Records to use:

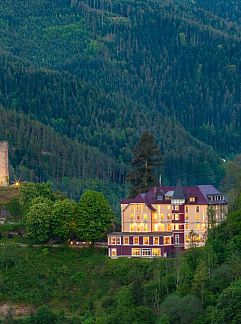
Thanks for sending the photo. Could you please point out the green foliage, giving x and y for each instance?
(94, 216)
(181, 309)
(63, 219)
(15, 209)
(38, 221)
(228, 308)
(44, 315)
(131, 81)
(30, 191)
(146, 165)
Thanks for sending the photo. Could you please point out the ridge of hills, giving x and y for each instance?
(86, 114)
(102, 72)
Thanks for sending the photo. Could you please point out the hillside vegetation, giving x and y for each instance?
(83, 285)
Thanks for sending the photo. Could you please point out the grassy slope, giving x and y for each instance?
(76, 281)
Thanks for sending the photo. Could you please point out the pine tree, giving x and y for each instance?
(146, 165)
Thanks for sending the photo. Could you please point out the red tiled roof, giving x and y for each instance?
(199, 192)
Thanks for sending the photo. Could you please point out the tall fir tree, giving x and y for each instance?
(146, 165)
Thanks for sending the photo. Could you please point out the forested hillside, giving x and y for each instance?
(37, 153)
(89, 115)
(102, 72)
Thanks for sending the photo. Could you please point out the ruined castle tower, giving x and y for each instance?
(4, 173)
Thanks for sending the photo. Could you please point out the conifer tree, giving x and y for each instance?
(146, 165)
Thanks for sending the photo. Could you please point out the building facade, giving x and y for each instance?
(4, 172)
(166, 220)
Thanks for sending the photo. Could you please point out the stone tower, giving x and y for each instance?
(4, 173)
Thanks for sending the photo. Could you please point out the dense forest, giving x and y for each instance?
(103, 72)
(200, 285)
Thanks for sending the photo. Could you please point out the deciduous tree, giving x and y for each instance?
(94, 216)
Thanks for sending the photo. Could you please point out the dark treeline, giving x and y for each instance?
(37, 153)
(176, 58)
(90, 116)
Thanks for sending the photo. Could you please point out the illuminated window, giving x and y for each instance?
(135, 252)
(176, 216)
(162, 227)
(197, 227)
(167, 240)
(146, 252)
(146, 240)
(169, 227)
(197, 218)
(155, 240)
(156, 252)
(176, 239)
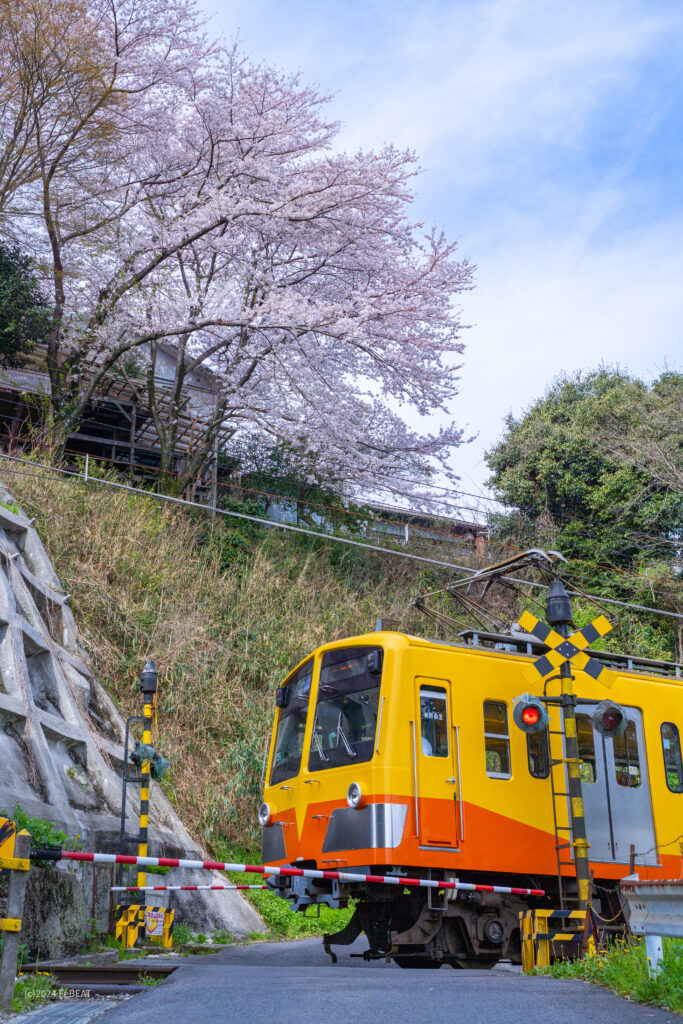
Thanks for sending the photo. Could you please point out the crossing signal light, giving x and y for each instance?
(529, 714)
(610, 719)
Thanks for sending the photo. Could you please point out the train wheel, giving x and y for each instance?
(417, 963)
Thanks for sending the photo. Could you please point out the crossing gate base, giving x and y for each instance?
(136, 922)
(551, 935)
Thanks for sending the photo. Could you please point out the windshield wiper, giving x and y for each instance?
(342, 735)
(318, 747)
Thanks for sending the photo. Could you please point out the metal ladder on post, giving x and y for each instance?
(558, 784)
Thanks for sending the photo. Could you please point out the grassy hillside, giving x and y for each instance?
(225, 608)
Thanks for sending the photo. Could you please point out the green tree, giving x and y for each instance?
(25, 317)
(594, 468)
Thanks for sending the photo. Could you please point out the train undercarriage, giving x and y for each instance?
(419, 928)
(424, 929)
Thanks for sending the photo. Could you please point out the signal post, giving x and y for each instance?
(148, 688)
(566, 649)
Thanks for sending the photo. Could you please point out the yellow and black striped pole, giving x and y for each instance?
(560, 615)
(148, 687)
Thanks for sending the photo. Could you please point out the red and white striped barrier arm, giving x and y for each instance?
(302, 872)
(174, 889)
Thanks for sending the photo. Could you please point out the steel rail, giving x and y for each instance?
(174, 889)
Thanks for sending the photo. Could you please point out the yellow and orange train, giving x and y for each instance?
(399, 755)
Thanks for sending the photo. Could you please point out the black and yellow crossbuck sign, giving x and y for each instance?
(567, 648)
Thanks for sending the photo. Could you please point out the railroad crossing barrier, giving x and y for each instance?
(301, 872)
(655, 910)
(14, 850)
(541, 929)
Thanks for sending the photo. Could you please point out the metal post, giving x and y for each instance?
(147, 713)
(214, 484)
(560, 615)
(10, 941)
(125, 779)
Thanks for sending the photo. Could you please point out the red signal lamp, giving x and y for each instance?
(610, 719)
(529, 714)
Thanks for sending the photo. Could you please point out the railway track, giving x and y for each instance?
(104, 979)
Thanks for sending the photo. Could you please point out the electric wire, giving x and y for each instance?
(491, 542)
(321, 536)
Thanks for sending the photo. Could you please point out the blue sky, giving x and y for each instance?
(550, 136)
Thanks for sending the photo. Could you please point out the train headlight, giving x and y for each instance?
(354, 795)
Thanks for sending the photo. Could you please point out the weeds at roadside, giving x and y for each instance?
(623, 967)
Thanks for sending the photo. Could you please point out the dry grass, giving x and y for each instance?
(225, 609)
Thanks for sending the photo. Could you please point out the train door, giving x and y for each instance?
(436, 773)
(616, 791)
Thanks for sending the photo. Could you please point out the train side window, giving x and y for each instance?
(627, 758)
(497, 739)
(434, 721)
(673, 764)
(586, 737)
(539, 754)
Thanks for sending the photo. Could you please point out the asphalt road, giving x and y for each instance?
(295, 983)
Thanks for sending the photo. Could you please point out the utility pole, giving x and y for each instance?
(560, 615)
(148, 688)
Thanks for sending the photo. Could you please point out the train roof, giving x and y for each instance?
(527, 646)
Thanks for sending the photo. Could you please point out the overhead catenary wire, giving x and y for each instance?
(669, 581)
(441, 500)
(169, 499)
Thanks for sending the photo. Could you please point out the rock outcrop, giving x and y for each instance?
(61, 736)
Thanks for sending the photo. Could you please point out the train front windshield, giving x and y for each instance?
(292, 726)
(346, 709)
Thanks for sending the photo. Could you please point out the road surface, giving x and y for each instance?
(296, 983)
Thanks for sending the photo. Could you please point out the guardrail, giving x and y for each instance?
(653, 909)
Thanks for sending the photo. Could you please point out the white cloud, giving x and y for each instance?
(538, 127)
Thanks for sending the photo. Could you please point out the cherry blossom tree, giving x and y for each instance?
(196, 200)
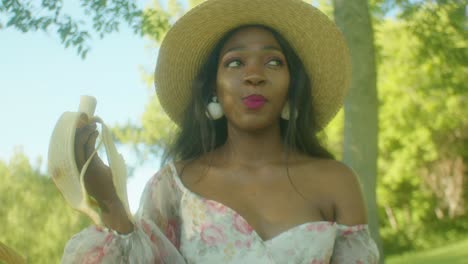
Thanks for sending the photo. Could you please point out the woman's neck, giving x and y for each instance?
(259, 148)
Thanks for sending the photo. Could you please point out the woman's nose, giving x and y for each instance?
(254, 76)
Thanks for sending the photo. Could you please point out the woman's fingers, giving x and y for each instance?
(85, 139)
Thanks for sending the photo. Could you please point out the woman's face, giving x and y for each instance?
(252, 80)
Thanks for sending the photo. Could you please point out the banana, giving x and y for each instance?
(62, 165)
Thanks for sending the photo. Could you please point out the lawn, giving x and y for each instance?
(456, 253)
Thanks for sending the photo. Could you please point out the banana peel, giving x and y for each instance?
(62, 163)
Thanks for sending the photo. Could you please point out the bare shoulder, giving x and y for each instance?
(343, 187)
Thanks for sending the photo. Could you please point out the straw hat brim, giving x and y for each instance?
(313, 36)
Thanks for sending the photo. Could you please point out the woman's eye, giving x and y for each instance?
(275, 62)
(233, 64)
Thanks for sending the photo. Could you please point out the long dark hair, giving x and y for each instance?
(198, 135)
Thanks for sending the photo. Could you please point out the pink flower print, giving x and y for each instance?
(241, 225)
(94, 256)
(241, 244)
(172, 232)
(212, 234)
(321, 227)
(214, 206)
(317, 261)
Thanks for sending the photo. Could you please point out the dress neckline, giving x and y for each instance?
(186, 190)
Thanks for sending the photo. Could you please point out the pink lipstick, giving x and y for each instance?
(254, 101)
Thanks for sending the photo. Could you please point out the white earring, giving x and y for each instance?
(214, 110)
(285, 112)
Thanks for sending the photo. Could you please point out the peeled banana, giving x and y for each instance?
(62, 164)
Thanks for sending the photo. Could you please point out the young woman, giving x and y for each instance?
(250, 83)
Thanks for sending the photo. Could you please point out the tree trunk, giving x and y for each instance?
(361, 112)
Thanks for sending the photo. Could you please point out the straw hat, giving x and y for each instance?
(313, 36)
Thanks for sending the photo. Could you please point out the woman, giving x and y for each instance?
(250, 83)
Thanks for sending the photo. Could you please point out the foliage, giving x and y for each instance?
(454, 254)
(423, 127)
(105, 17)
(36, 221)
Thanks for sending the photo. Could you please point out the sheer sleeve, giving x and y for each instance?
(156, 237)
(354, 244)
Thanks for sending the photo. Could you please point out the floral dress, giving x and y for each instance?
(175, 225)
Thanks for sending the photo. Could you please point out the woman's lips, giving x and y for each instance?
(254, 101)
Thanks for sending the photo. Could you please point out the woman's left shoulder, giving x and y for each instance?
(343, 188)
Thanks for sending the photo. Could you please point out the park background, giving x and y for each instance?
(404, 127)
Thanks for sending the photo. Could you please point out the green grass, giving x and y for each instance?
(456, 253)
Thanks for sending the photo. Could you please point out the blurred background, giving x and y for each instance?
(404, 127)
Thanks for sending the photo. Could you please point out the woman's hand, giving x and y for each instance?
(98, 178)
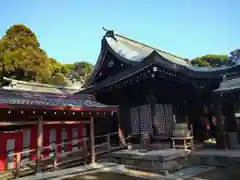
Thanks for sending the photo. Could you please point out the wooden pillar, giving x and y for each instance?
(152, 102)
(229, 112)
(220, 130)
(180, 113)
(39, 143)
(92, 140)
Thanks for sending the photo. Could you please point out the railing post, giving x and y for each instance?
(55, 161)
(18, 164)
(109, 143)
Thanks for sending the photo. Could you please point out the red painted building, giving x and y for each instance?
(65, 119)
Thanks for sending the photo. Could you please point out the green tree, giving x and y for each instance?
(211, 61)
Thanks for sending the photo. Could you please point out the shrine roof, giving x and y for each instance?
(229, 85)
(50, 101)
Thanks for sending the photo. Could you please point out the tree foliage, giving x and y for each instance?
(211, 61)
(22, 58)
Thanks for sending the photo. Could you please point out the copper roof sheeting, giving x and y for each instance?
(13, 97)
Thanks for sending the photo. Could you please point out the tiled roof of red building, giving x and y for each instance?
(79, 102)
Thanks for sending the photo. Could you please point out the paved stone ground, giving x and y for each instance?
(218, 174)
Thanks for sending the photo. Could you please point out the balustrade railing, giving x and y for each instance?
(55, 155)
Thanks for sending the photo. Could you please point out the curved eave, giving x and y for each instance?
(191, 71)
(59, 108)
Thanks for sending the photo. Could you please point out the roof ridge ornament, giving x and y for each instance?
(234, 56)
(110, 33)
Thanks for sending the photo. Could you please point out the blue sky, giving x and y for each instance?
(71, 30)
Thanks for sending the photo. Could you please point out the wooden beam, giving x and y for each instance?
(39, 143)
(92, 140)
(17, 123)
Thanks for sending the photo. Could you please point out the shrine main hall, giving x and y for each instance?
(155, 89)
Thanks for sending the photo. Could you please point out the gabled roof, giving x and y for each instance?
(136, 51)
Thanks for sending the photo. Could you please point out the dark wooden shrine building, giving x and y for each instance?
(154, 88)
(32, 120)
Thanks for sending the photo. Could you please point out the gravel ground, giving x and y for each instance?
(219, 174)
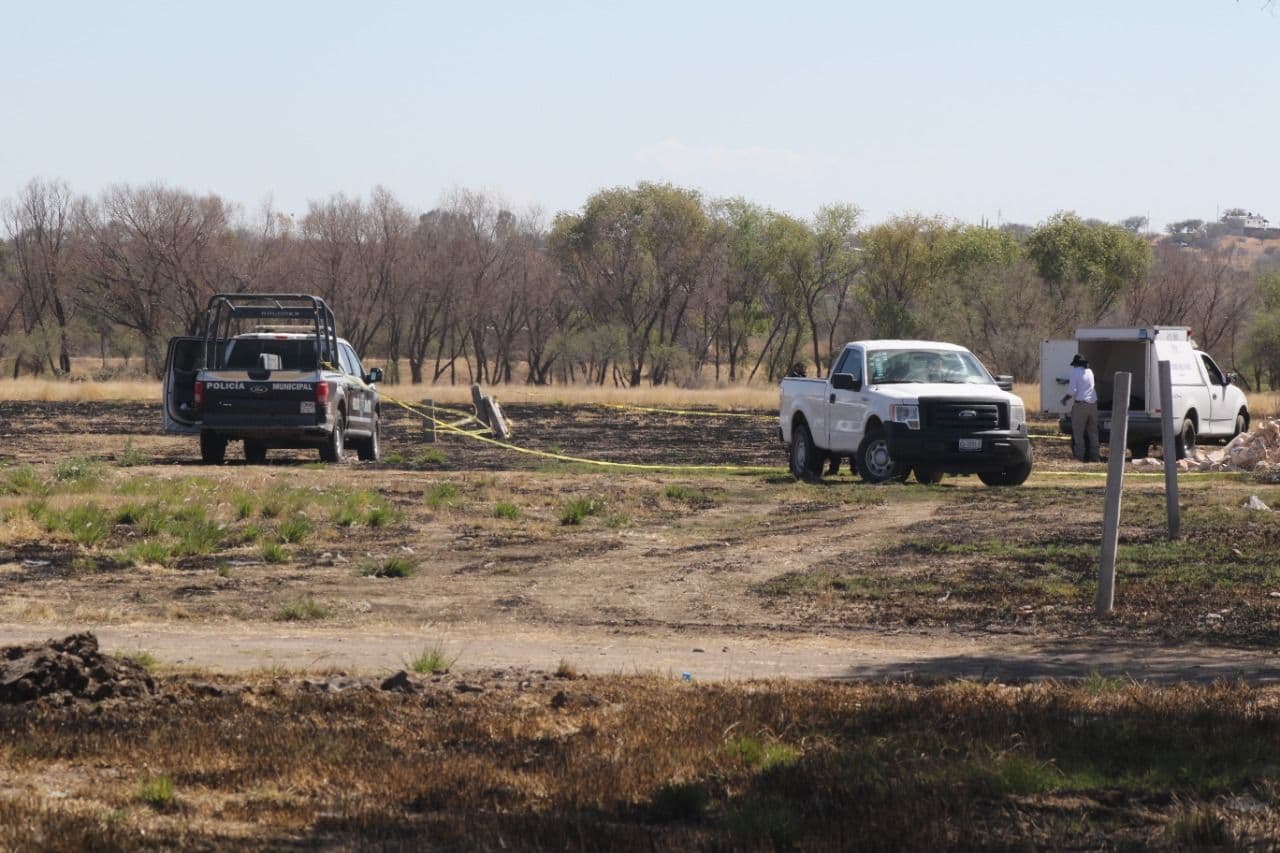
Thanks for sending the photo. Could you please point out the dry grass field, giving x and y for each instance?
(544, 612)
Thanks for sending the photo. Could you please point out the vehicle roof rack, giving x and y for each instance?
(225, 310)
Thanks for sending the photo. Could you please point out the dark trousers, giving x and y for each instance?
(1084, 432)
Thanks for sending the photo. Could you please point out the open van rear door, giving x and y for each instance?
(1055, 374)
(184, 360)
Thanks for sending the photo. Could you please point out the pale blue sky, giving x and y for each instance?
(961, 109)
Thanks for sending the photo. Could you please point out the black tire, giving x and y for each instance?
(1185, 442)
(255, 452)
(1015, 475)
(337, 443)
(213, 448)
(1139, 448)
(927, 475)
(370, 450)
(803, 455)
(1242, 423)
(874, 464)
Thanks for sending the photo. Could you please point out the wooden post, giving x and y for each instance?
(430, 424)
(1115, 486)
(1168, 441)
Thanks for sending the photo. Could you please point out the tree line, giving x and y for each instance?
(653, 283)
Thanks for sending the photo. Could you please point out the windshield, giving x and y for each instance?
(296, 354)
(887, 366)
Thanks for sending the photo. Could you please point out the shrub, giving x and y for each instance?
(579, 509)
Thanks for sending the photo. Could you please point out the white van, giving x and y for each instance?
(1206, 401)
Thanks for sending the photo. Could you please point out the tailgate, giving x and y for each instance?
(284, 398)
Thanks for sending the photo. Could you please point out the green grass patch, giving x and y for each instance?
(430, 661)
(440, 496)
(78, 473)
(138, 657)
(272, 552)
(302, 611)
(580, 509)
(428, 459)
(764, 756)
(23, 480)
(507, 510)
(388, 568)
(295, 529)
(156, 792)
(131, 456)
(147, 552)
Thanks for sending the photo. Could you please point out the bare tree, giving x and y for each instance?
(40, 226)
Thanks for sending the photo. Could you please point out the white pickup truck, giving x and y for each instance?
(1206, 401)
(901, 406)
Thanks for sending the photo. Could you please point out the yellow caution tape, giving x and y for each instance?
(696, 413)
(563, 457)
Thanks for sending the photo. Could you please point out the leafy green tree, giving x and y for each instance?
(903, 263)
(1265, 336)
(1087, 265)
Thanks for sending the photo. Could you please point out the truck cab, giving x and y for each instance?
(901, 406)
(279, 384)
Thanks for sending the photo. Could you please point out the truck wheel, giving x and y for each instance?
(1015, 475)
(1139, 448)
(874, 464)
(333, 448)
(1185, 441)
(213, 448)
(370, 450)
(927, 475)
(1242, 423)
(805, 457)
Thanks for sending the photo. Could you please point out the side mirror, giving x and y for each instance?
(845, 382)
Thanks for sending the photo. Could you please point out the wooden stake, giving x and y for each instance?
(1115, 487)
(1166, 437)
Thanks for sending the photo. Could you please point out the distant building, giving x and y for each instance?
(1249, 224)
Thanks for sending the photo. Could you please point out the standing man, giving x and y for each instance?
(1084, 411)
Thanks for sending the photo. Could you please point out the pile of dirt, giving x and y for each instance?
(68, 669)
(1257, 451)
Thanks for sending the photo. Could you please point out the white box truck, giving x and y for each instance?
(1206, 401)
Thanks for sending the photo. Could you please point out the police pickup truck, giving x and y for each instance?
(287, 382)
(901, 406)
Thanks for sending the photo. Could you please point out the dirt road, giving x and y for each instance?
(714, 575)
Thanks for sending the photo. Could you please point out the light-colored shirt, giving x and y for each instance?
(1082, 386)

Problem: Could you update the stretch from the line containing "stake, giving x and y for each instance?" through the end of the items so that "photo" becomes "image" and nothing else changes, returning only those lines?

Result for this exercise:
Thanks for sending the image. Could you please point out the wooden stake, giving x and y for each instance?
(1115, 487)
(1166, 437)
Thanks for sending the image. Could you please point out the distant building, giving x and y for each instance?
(1249, 224)
Thanks for sending the image. Could you please point out the standing man, giving x and y for each instance?
(1084, 411)
Thanks for sending the image. Could you please point out the pile of dirt, giving x and y for each instance?
(68, 669)
(1257, 451)
Thanks for sending the image. Could you please point out the white box truck, giving x and y for each instance?
(1206, 401)
Thanks for sending the image. Could you please point out the police pickup truck, giving x and y for each instance?
(287, 382)
(901, 406)
Thanks for sending the image. Could you please point out the dirt road, giving x and y for each instance?
(714, 575)
Thanks for sending the image. Could you please point out the light-colored shirt, giving x and y for each instance?
(1082, 386)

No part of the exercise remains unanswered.